:: Set task ::
Extract the complete listing and output it unchanged.

■ ■ ■ ■ ■

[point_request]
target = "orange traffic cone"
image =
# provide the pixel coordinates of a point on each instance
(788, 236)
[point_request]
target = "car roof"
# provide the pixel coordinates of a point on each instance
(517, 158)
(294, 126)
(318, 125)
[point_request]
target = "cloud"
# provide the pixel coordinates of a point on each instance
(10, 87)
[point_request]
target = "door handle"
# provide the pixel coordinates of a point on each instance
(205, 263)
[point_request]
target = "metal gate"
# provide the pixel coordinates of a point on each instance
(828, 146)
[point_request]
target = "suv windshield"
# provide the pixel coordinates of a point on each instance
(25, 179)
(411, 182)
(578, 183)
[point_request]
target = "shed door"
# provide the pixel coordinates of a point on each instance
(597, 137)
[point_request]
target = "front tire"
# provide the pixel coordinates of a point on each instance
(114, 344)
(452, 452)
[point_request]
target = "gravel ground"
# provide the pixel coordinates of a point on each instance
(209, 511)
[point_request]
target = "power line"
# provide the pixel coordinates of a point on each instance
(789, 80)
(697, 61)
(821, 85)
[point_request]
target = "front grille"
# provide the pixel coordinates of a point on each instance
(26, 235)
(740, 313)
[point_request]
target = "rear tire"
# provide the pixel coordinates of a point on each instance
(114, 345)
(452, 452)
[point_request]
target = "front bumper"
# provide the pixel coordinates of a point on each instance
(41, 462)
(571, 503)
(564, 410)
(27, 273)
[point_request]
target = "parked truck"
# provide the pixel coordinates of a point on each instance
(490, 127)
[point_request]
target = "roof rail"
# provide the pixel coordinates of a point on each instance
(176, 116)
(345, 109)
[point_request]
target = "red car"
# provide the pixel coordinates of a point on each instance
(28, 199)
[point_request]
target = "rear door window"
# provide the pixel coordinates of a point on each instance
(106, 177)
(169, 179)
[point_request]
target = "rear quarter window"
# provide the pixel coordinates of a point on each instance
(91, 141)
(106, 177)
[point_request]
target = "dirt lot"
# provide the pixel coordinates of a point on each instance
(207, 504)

■ ■ ■ ■ ■

:: Response to this exercise ::
[point_request]
target = "orange traffic cone"
image =
# provide the pixel coordinates of a point on each instance
(788, 236)
[point_request]
target = "car roof"
# provide the pixel coordinates of a point on each instance
(517, 158)
(294, 126)
(318, 125)
[point_request]
target = "cloud"
# provide the pixel coordinates of a point on each instance
(10, 87)
[point_request]
target = "door handle"
# provide the pixel coordinates of a point on each instance
(205, 263)
[point_request]
target = "metal gate"
# provide the pixel coordinates of a point on each instance
(828, 146)
[point_request]
target = "suv windshield"
# provide the pixel coordinates of a point on each instance
(25, 179)
(411, 182)
(578, 183)
[point_request]
target = "shed door"
# provide the pixel coordinates of a point on each instance
(597, 137)
[point_request]
target = "front tire"
# provide the pixel coordinates of a point on each instance
(114, 344)
(452, 452)
[point_request]
target = "gravel ground"
# provide the pixel coordinates of a point on each instance
(209, 511)
[point_request]
target = "power line"
# provide the pixel coordinates of a point on each instance
(789, 80)
(697, 61)
(821, 85)
[point_request]
target = "front grille"
# provide the pixel coordinates of a point on each instance
(26, 235)
(740, 313)
[point_request]
target = "rear tire"
# provide the pixel coordinates of a point on each instance
(114, 345)
(452, 452)
[point_request]
target = "front bumper"
# provide the pixel coordinates of a point on each instance
(41, 462)
(571, 503)
(564, 410)
(27, 273)
[point_request]
target = "parked truck"
# provide the pixel coordinates of a point on each instance
(490, 127)
[point_request]
target = "roof rail"
# provide the pixel coordinates of a point on each instance
(176, 116)
(345, 109)
[point_request]
target = "red car"
# provide the pixel coordinates of a point on each instance
(28, 199)
[point_request]
target = "rear door window"
# provide the pixel coordinates of a point on each instance
(106, 177)
(169, 179)
[point_request]
target = "rear quarter window"
# provide the pixel coordinates of a point on each instance
(91, 141)
(106, 177)
[point_request]
target = "dirt lot"
# provide the pixel coordinates of a point on each instance
(207, 504)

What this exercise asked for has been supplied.